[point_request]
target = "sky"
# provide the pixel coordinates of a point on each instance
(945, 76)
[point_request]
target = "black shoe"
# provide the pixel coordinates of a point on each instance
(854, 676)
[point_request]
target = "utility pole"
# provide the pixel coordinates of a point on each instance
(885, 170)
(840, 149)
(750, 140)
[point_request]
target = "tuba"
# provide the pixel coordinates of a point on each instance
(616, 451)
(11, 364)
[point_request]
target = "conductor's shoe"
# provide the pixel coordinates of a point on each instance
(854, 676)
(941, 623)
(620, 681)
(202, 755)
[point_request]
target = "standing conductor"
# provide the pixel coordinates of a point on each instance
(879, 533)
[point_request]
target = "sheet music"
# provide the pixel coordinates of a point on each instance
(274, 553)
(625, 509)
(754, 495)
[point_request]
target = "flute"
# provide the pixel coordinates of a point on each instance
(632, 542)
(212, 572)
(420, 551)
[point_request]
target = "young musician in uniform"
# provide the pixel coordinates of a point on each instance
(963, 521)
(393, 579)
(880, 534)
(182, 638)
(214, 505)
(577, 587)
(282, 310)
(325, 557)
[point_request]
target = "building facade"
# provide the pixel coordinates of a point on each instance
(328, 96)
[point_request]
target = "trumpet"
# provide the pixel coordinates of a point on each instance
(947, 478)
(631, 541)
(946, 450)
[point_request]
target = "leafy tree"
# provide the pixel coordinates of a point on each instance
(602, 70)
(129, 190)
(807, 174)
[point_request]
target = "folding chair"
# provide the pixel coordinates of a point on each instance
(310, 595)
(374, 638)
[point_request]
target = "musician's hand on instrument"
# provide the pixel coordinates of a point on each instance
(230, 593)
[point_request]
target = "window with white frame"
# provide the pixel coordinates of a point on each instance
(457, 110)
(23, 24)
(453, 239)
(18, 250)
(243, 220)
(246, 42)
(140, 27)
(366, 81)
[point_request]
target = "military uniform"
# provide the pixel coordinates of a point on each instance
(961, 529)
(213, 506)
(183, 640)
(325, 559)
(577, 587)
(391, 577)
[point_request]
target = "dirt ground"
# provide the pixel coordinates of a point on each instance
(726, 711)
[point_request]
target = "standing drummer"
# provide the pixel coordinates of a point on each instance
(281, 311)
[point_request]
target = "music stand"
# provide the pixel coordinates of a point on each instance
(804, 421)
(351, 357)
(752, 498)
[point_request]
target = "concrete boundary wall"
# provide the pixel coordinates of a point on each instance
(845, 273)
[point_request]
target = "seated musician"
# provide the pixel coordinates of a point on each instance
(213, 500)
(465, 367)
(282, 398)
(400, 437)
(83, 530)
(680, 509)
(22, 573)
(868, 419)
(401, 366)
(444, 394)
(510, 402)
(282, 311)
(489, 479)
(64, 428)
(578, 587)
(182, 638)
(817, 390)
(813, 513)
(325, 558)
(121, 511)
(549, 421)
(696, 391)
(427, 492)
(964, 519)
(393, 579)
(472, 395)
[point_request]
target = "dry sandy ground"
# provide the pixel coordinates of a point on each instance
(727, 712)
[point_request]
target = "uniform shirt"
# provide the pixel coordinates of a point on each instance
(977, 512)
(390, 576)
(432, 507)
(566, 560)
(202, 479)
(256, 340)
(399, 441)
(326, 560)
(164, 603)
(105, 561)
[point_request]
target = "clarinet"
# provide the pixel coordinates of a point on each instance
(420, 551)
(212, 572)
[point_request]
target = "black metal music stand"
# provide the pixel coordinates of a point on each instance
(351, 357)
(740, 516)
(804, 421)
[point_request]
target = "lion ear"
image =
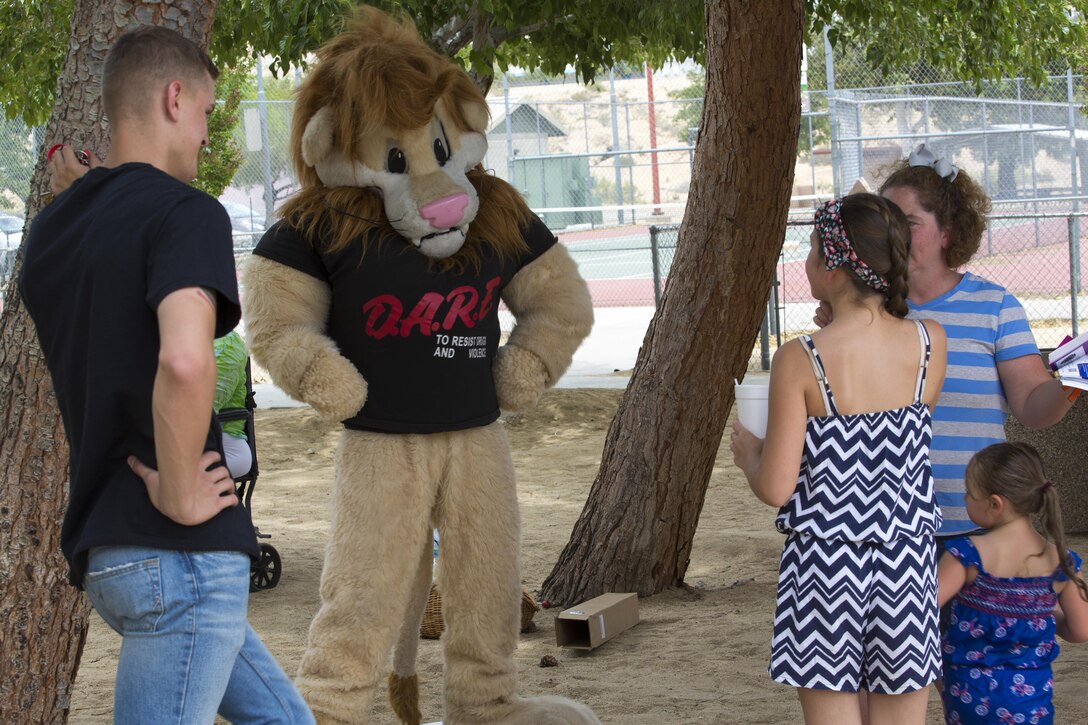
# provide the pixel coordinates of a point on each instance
(477, 115)
(318, 137)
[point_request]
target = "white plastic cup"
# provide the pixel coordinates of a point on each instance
(752, 406)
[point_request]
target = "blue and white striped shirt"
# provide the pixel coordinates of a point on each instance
(985, 324)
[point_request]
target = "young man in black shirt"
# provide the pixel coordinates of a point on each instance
(128, 274)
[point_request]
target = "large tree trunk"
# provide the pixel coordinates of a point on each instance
(637, 529)
(42, 619)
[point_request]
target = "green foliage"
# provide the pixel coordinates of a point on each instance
(966, 39)
(277, 93)
(223, 156)
(33, 46)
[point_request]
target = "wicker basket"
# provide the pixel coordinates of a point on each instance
(432, 626)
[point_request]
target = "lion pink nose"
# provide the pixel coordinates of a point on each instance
(446, 211)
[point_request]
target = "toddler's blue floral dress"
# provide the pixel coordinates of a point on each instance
(1000, 644)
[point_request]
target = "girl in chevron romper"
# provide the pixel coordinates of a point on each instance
(856, 605)
(1004, 587)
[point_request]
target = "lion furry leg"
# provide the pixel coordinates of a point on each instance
(383, 496)
(481, 590)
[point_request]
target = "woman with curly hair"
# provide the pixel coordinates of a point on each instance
(993, 363)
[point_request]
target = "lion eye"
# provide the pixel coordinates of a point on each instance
(440, 152)
(396, 163)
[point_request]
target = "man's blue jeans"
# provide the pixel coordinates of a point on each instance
(187, 650)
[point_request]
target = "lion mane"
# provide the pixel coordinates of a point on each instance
(380, 74)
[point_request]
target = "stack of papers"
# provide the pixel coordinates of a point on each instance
(1070, 360)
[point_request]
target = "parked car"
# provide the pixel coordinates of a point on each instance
(246, 223)
(11, 236)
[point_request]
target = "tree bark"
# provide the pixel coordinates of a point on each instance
(635, 531)
(42, 619)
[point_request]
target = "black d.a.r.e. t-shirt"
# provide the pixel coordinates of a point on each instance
(423, 339)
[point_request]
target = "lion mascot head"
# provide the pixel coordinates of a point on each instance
(390, 135)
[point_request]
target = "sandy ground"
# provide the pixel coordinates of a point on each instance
(699, 655)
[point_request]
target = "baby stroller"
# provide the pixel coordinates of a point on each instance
(264, 570)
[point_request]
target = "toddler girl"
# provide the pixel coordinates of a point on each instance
(856, 606)
(1004, 586)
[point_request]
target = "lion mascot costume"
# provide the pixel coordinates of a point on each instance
(375, 299)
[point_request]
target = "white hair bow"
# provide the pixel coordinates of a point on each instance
(923, 157)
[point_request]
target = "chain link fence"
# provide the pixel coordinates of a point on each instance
(608, 168)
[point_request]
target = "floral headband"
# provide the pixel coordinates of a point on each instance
(838, 250)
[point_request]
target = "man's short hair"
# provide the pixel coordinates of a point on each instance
(144, 59)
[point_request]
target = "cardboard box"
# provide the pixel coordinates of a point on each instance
(591, 624)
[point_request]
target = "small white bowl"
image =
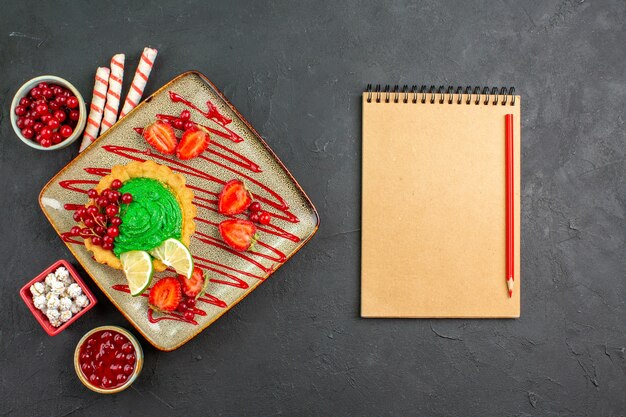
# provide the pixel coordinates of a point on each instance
(23, 91)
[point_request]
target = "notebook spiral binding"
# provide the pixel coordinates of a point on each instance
(476, 93)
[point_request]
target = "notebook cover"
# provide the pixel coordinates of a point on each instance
(433, 210)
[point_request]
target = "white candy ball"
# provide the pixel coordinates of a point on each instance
(53, 302)
(40, 302)
(65, 304)
(74, 290)
(81, 301)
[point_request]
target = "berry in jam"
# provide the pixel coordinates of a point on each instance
(107, 359)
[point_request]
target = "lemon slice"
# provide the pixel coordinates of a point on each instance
(174, 253)
(137, 266)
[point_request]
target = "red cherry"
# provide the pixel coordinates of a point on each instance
(53, 123)
(112, 210)
(66, 131)
(255, 206)
(28, 133)
(42, 109)
(71, 102)
(20, 110)
(116, 184)
(264, 217)
(60, 115)
(56, 138)
(46, 132)
(185, 115)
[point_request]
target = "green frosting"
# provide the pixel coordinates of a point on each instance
(153, 216)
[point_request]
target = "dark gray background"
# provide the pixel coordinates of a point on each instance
(296, 346)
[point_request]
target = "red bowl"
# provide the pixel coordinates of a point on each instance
(41, 318)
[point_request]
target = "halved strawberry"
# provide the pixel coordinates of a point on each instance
(161, 137)
(194, 141)
(234, 198)
(166, 294)
(193, 287)
(238, 234)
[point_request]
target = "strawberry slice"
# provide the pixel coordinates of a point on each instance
(194, 141)
(161, 137)
(193, 287)
(234, 198)
(238, 234)
(166, 294)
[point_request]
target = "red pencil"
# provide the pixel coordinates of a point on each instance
(510, 203)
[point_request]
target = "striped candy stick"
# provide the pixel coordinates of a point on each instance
(97, 106)
(114, 92)
(139, 81)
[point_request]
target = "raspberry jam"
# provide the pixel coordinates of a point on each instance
(107, 359)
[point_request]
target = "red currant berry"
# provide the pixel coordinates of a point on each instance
(178, 124)
(66, 131)
(116, 184)
(112, 210)
(255, 206)
(28, 133)
(60, 115)
(102, 201)
(46, 132)
(71, 102)
(42, 109)
(20, 110)
(264, 217)
(53, 123)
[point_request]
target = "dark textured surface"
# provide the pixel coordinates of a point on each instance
(296, 346)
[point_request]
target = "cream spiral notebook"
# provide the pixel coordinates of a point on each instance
(433, 202)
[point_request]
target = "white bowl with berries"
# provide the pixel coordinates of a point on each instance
(48, 113)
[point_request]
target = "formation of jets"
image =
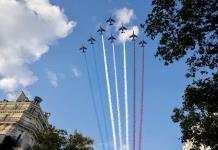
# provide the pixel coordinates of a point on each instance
(83, 48)
(122, 30)
(133, 36)
(91, 40)
(101, 30)
(142, 43)
(110, 21)
(112, 38)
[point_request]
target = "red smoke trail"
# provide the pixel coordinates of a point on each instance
(142, 101)
(94, 102)
(134, 98)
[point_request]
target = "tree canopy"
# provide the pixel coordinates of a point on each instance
(58, 139)
(189, 29)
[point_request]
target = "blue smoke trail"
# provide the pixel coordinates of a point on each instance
(100, 94)
(94, 103)
(109, 95)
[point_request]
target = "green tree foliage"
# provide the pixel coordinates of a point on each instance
(189, 29)
(186, 27)
(78, 142)
(58, 139)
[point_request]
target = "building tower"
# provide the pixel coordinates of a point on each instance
(22, 119)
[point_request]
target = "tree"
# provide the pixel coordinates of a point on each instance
(58, 139)
(8, 143)
(50, 138)
(78, 142)
(189, 29)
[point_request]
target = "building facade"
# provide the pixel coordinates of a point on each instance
(22, 119)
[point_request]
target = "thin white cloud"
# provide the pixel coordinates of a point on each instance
(54, 78)
(124, 147)
(76, 72)
(27, 29)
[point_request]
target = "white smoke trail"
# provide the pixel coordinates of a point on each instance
(109, 95)
(125, 95)
(117, 97)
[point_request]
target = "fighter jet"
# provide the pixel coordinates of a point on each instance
(101, 30)
(142, 43)
(91, 40)
(110, 21)
(112, 38)
(122, 29)
(83, 48)
(133, 36)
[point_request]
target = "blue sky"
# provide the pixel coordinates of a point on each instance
(63, 85)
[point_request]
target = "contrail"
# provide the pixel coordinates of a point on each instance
(109, 95)
(94, 102)
(142, 100)
(100, 94)
(117, 97)
(134, 97)
(125, 95)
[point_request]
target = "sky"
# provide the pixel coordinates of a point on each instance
(39, 53)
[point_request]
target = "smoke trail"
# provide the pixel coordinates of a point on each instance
(134, 97)
(100, 94)
(125, 95)
(142, 101)
(117, 97)
(109, 96)
(94, 102)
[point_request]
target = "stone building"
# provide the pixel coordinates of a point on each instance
(22, 119)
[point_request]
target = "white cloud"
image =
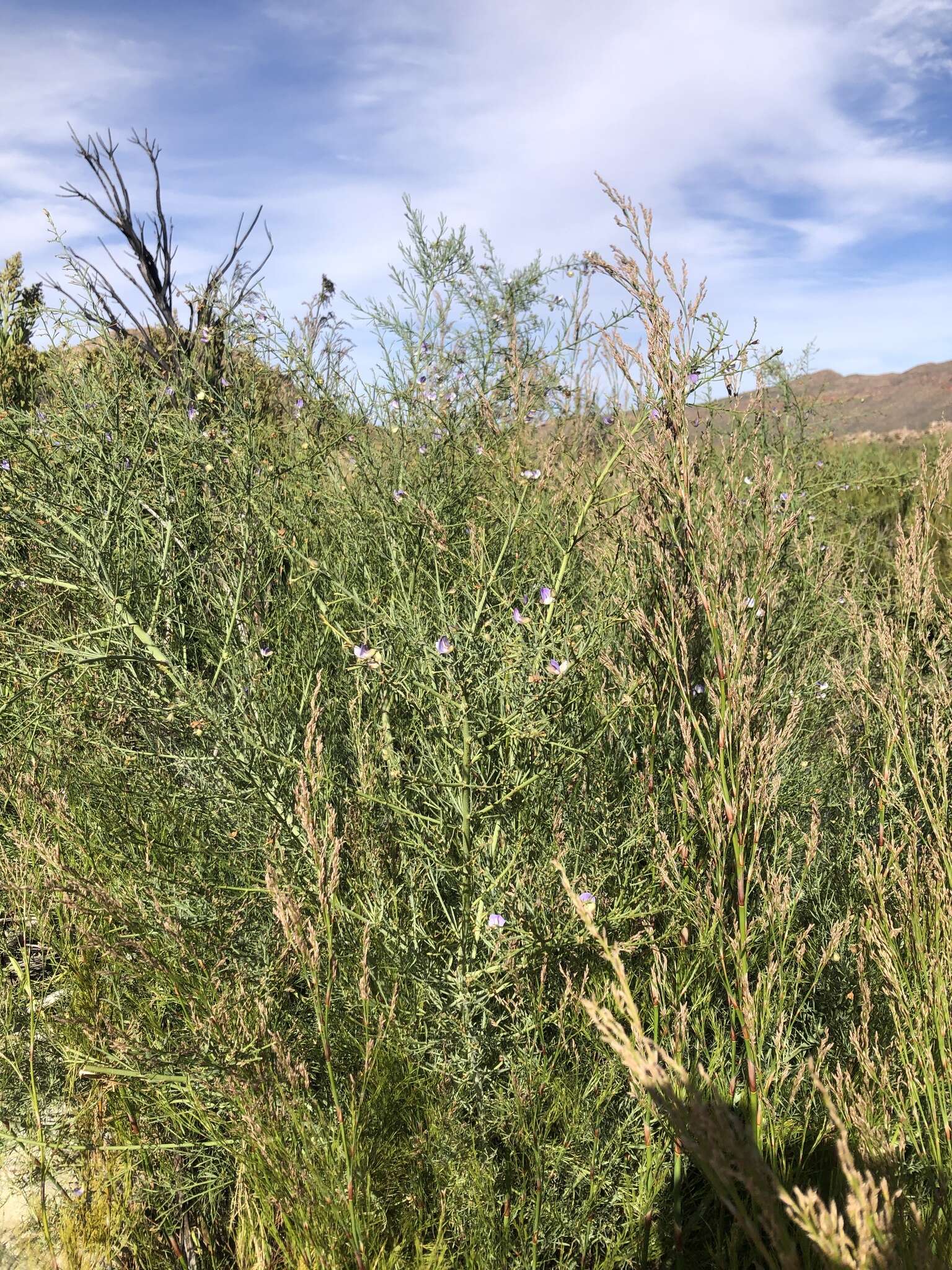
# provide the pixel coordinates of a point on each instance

:::

Copy out every line above that contains the word "smoke".

target = "red smoke trail"
target = "blue smoke trail"
target = "white smoke trail"
target = "smoke trail"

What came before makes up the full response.